Olahraga pada lansia harus dilakukan dengan tepat sesuai kondisi lansia tersebut. Hal ini menjadi dasar agar penentuan kadar olahraga mengacu pada screening dari dokter terlebih dahulu. Screening tersebut berfungsi untuk memberi informasi kondisi dari lansia, kondisi saat itu dan riwayat dari kesehatan lansia. Sangat berbahaya apabila penentuan kadar olahraga dilakukan hanya dengan melihat kondisi lansia dari mata telanjang. Hal tersebut bisa berakibat fatal karena kondisi setiap lansia berbeda-beda. Bagaimana jika lansia mempunyai penyakit dalam, kelainan genetik, dan sebagainya. Kadar olahraga yang tidak sesuai, bukan hanya tujuan kesehatan tidak tercapai tetapi juga dapat berakibat buruk dan bahkan bisa menyebabkan kematian.

Tugas yang Diminta:
Tuliskan lanjutan teks tentang olahraga pada lansia, dimulai tepat setelah kalimat terakhirnya. Baris-baris data tidak berkaitan dengan teks tentang olahraga pada lansia.

Data Latihan:

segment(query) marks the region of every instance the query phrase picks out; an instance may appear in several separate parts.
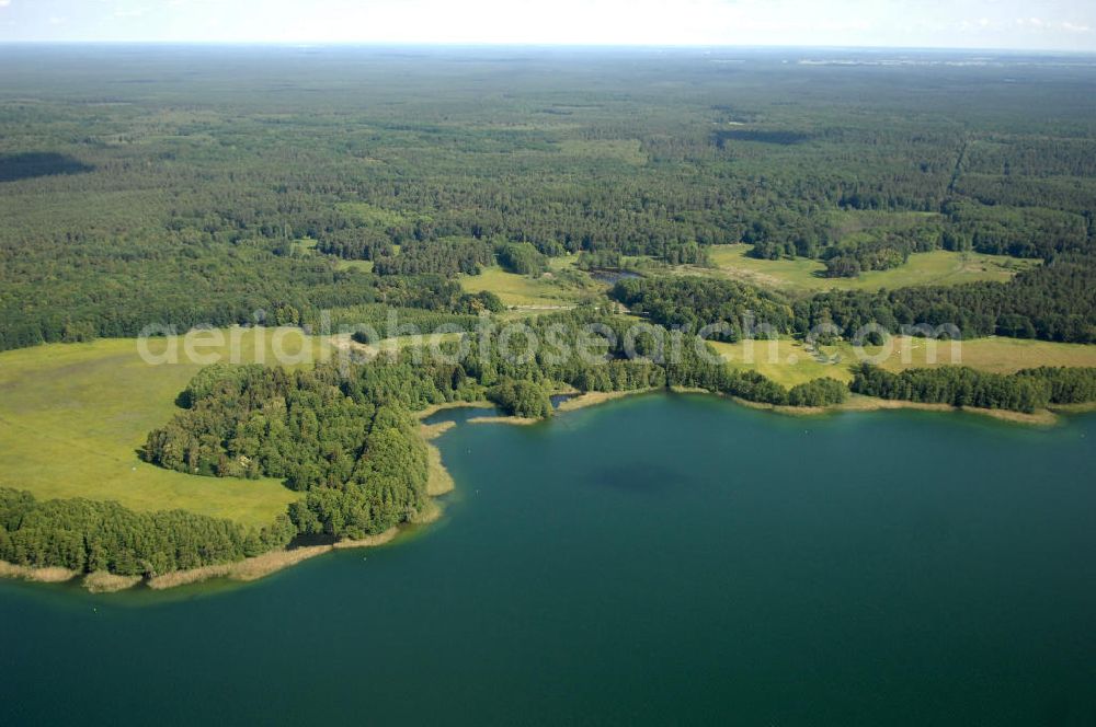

Hasil Latihan Ini:
Secara umum olahraga pada lansia dianjurkan untuk menjaga kebugaran. Kondisi yang bugar pada lansia dapat meningkatkan kinerja sistem-sistem tubuh, sehingga fungsi sistem-sistem yang ada dalam tubuh tersebut dapat berjalan dengan baik. Pada prinsipnya olahraga pada lansia dimulai dengan intensitas yang rendah. Takaran olahraga atau latihan pada lansia adalah dengan denyut nadi tidak lebih dari 85% dari denyut nadi maksimal (DNM) (Kadir, 2007). Lansia yang berumur 70 tahun hanya boleh berolahraga maksimal sampai denyut nadi 105 sampai 127 kali per menit (Soekarman, 1989; Fox, 1993; Wibowo, 2003, dalam Kadir, 2007). Olahraga yang bisa dilakukan adalah seperti berikut:
1.      Latihan aerobik
Latihan aerobik artinya latihan olahraga untuk kesehatan jantung dan paru-paru, berupa gerakan tubuh secara umum seperti berjalan kaki. Latihan aerobik dapat dilakukan selama 30 menit setiap hari dalam seminggu. Selain jalan, latihan aerobik bisa dilakukan dengan berenang, bersepeda. Latihan aerobik ini disarankan agar yang menyenangkan. Supaya menghindari kejenuhan pada lansia.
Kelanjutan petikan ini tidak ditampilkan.